* [Short exercise 1]
Print the stretch of the news report on the carbon tax fraud extradition from "A Briton arrested" through "revealing his identity.", copied exactly.
BEGIN Text shown
Posted by September 29, 2015

A Briton arrested in Las Vegas last year in connection with suspected evasion of taxes worth 136 million euros ($153 million) in the trading of carbon emissions certificates has been extradited to Germany, local prosecutors said.

The move is part of a probe into so-called carousel trades made in 2009 and 2010, in which buyers imported emissions permits in one European Union country without paying value-added tax (VAT) and then sold them to each other, adding VAT to the price and generating tax refunds when no tax had been paid.

The 57-year-old man extradited to Germany is suspected of having been the mastermind of a gang making such trades and having provided capital for the purchase of emissions permits, the Frankfurt prosecutor's office said on Tuesday, without revealing his identity.

"The suspect fed certificates into the trading process via a company based in Dubai, and as the person factually responsible for four companies based in Frankfurt, Munich and Berlin he controlled the VAT carousel through members of the gang," the prosecutor's office said.

The man was arrested in Las Vegas in May last year after a German court issued an international warrant for him. He was brought to Germany on Friday and has been remanded in custody, the prosecutor's office said.

It also said that another suspect, a 35-year-old Briton, surrendered to German authorities voluntarily upon entering the country at Frankfurt airport on Sept. 15.

The man is suspected of having evaded 58 million euros of taxes via carousel trades between August 2009 and February 2010, using a Munich-based company that he headed at the time.

More than a dozen people have been jailed in three countries for their involvement in carbon trading scandals. Also, Frankfurt prosecutors last month indicted seven current and one former employee of Deutsche Bank in connection with its carbon fraud probes.
END Text shown
BEGIN Task inputs
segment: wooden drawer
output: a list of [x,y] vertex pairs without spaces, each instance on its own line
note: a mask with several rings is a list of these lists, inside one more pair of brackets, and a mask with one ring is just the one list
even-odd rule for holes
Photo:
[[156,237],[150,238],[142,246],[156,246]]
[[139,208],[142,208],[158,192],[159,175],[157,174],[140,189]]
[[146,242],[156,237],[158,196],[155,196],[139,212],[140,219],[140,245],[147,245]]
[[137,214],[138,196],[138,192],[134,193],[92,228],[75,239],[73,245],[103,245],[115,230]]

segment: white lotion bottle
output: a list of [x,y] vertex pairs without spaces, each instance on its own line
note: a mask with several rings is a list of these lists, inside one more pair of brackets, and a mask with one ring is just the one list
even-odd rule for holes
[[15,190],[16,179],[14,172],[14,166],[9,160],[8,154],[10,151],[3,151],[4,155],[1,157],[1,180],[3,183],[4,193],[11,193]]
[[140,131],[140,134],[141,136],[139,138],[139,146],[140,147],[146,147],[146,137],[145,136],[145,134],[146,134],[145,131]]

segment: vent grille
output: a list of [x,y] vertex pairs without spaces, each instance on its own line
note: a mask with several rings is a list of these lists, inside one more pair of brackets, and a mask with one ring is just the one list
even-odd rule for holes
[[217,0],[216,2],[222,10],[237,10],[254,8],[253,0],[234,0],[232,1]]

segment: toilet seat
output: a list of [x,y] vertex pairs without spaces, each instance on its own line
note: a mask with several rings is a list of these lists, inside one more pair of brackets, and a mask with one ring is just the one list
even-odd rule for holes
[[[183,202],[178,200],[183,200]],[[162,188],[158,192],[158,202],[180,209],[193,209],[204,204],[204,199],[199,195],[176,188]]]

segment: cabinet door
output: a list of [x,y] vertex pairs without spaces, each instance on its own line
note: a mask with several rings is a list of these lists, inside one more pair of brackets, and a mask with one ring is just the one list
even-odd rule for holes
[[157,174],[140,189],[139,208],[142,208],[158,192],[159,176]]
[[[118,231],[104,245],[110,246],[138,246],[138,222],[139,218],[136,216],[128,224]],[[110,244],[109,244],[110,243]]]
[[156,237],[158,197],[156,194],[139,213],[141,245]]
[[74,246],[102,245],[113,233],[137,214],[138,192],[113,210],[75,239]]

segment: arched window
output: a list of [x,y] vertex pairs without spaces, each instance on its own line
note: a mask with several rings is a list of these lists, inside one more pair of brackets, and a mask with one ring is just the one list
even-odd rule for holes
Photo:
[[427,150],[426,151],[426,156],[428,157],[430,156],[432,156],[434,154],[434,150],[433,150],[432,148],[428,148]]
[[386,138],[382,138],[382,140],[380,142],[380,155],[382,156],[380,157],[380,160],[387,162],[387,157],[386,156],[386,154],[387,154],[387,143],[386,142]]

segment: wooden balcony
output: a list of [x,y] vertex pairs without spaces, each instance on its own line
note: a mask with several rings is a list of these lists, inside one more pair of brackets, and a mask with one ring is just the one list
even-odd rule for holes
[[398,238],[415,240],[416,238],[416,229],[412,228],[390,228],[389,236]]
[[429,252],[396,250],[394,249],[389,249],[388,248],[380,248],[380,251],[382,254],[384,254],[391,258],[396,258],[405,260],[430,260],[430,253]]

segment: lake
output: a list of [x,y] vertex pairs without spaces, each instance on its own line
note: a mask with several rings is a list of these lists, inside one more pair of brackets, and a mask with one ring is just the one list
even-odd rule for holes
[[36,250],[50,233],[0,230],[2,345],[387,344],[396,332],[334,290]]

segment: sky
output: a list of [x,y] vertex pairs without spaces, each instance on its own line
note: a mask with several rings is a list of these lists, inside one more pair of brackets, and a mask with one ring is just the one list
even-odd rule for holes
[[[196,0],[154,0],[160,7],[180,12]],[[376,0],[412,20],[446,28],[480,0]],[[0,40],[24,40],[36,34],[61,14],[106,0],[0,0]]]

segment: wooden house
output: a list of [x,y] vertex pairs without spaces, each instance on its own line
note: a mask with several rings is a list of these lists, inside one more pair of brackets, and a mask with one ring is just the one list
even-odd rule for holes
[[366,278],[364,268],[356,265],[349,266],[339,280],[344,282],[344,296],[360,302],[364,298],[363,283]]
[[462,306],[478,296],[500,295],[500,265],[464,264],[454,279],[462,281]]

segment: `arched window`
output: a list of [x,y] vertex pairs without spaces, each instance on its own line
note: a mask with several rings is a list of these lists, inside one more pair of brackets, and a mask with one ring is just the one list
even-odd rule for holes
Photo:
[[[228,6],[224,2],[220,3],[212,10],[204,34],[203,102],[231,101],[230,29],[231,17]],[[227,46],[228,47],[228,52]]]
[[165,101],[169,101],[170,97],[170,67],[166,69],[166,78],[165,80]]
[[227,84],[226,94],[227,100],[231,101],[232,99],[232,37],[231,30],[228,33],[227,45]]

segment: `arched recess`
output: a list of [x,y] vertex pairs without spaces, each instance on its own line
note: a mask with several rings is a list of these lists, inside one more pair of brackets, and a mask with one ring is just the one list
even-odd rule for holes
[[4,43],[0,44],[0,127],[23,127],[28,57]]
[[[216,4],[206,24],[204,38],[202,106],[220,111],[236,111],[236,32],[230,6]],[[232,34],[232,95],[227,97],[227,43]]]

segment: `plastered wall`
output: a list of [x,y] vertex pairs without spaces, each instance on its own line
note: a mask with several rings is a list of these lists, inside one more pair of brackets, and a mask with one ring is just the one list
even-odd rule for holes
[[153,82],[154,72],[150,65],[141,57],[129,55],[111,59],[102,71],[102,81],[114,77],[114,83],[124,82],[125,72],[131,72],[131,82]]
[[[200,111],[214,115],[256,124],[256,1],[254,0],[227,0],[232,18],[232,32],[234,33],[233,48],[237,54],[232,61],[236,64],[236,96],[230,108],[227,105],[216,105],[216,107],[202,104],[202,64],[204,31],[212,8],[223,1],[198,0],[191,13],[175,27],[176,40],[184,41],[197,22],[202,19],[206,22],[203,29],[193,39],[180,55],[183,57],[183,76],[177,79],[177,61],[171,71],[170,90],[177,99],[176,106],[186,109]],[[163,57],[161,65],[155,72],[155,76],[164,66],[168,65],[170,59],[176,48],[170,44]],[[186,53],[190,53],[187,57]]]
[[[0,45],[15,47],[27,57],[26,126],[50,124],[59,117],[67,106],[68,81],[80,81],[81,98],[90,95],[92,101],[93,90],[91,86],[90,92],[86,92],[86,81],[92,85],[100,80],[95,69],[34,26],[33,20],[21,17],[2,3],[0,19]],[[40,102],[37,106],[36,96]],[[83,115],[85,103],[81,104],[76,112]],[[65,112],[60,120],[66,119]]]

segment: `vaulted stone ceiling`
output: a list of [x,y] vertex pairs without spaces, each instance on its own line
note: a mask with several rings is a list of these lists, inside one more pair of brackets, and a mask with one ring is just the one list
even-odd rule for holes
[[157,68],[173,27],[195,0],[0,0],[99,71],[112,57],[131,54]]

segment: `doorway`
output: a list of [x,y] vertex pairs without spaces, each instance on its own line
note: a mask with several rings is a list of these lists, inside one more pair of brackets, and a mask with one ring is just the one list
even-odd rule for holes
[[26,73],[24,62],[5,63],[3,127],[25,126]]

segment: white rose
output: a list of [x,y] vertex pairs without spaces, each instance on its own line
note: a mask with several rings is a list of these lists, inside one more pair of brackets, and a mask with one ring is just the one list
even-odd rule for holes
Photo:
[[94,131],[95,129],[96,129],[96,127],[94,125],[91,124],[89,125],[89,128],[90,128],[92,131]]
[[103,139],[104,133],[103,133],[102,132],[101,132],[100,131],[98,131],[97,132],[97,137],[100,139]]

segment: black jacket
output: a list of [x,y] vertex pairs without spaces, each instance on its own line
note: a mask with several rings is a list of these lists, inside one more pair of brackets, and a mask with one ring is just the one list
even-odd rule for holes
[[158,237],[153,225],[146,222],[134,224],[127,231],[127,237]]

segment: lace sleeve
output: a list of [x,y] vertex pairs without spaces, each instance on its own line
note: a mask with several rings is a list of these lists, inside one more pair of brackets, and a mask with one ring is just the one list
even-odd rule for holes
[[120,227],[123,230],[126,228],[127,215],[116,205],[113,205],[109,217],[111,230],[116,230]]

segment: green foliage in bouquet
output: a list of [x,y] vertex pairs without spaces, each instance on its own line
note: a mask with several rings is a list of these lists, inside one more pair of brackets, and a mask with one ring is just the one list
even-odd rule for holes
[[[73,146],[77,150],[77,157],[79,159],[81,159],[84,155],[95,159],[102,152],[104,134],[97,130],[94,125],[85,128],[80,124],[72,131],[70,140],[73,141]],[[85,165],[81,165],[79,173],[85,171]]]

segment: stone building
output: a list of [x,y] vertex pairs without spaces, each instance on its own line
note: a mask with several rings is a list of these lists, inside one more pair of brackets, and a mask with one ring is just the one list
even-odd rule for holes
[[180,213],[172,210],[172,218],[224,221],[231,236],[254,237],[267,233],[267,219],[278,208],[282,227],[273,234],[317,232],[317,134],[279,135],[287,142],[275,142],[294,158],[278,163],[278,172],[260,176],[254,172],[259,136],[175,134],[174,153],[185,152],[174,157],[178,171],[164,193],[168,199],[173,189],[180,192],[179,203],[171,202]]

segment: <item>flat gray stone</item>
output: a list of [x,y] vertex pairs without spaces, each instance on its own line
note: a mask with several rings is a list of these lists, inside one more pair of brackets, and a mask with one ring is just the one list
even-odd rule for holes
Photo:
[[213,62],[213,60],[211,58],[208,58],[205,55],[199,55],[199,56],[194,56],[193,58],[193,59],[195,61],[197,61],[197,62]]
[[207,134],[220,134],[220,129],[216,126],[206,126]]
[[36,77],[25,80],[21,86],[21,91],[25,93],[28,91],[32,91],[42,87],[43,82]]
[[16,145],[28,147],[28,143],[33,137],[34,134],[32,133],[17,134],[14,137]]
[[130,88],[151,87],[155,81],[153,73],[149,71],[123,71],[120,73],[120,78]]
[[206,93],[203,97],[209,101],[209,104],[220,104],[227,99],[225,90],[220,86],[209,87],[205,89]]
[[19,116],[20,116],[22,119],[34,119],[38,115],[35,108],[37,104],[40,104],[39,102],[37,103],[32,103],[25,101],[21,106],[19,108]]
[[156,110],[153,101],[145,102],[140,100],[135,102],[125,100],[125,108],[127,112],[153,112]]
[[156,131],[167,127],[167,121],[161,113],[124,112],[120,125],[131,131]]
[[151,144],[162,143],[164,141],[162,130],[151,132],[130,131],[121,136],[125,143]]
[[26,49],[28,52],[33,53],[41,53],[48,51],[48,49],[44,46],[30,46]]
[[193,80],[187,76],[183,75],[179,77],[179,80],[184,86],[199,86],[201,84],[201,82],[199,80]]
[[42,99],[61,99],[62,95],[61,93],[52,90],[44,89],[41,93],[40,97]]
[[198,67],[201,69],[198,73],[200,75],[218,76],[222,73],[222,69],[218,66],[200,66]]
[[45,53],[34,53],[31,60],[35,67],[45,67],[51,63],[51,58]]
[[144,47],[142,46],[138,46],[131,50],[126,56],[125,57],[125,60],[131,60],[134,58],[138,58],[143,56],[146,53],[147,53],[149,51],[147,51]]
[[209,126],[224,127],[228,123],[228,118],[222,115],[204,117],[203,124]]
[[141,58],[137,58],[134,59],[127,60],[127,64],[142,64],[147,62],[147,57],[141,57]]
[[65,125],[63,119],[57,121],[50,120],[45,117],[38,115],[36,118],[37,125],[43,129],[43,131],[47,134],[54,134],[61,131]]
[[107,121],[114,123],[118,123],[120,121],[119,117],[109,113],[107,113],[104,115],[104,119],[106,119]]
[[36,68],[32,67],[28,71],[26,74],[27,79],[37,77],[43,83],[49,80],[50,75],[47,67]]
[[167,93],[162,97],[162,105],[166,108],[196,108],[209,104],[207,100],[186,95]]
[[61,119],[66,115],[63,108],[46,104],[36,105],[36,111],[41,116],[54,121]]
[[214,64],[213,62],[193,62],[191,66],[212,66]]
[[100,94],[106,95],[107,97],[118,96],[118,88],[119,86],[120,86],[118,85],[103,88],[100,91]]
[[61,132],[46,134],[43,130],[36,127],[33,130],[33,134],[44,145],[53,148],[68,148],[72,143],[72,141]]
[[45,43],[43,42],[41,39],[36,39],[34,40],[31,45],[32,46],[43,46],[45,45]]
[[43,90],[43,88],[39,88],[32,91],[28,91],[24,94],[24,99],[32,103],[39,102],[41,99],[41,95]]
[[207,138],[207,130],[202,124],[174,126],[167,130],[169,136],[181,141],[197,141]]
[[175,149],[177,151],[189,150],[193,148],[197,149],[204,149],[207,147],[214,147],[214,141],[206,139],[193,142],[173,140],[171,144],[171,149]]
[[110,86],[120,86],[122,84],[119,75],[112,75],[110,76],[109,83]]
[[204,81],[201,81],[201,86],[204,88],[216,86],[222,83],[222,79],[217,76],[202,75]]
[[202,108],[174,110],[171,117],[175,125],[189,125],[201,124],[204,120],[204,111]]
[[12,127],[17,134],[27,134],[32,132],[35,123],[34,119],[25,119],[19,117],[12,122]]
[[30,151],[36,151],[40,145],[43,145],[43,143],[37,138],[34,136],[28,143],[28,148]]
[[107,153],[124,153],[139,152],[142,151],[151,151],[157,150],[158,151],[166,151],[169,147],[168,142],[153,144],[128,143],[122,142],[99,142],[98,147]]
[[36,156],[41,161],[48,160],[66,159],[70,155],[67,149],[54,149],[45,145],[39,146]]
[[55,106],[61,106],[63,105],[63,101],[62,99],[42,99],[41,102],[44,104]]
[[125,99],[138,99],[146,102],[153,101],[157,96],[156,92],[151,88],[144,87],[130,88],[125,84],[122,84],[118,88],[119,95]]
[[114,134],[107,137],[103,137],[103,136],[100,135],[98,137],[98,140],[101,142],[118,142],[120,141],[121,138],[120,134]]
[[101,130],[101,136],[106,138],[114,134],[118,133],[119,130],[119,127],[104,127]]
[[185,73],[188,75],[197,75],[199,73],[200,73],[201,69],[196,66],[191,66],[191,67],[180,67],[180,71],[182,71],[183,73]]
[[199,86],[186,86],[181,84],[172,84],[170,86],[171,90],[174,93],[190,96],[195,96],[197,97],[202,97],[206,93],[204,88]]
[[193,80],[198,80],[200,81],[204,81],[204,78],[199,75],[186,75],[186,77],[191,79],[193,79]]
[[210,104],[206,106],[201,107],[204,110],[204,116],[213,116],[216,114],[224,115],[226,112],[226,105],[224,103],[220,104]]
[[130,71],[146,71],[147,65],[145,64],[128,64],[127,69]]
END Task inputs
* [Short exercise 2]
List every line of the listing above that holds the word "white".

* [Full solution 1]
A Briton arrested in Las Vegas last year in connection with suspected evasion of taxes worth 136 million euros ($153 million) in the trading of carbon emissions certificates has been extradited to Germany, local prosecutors said.

The move is part of a probe into so-called carousel trades made in 2009 and 2010, in which buyers imported emissions permits in one European Union country without paying value-added tax (VAT) and then sold them to each other, adding VAT to the price and generating tax refunds when no tax had been paid.

The 57-year-old man extradited to Germany is suspected of having been the mastermind of a gang making such trades and having provided capital for the purchase of emissions permits, the Frankfurt prosecutor's office said on Tuesday, without revealing his identity.

* [Full solution 2]
segment: white lotion bottle
segment: white rose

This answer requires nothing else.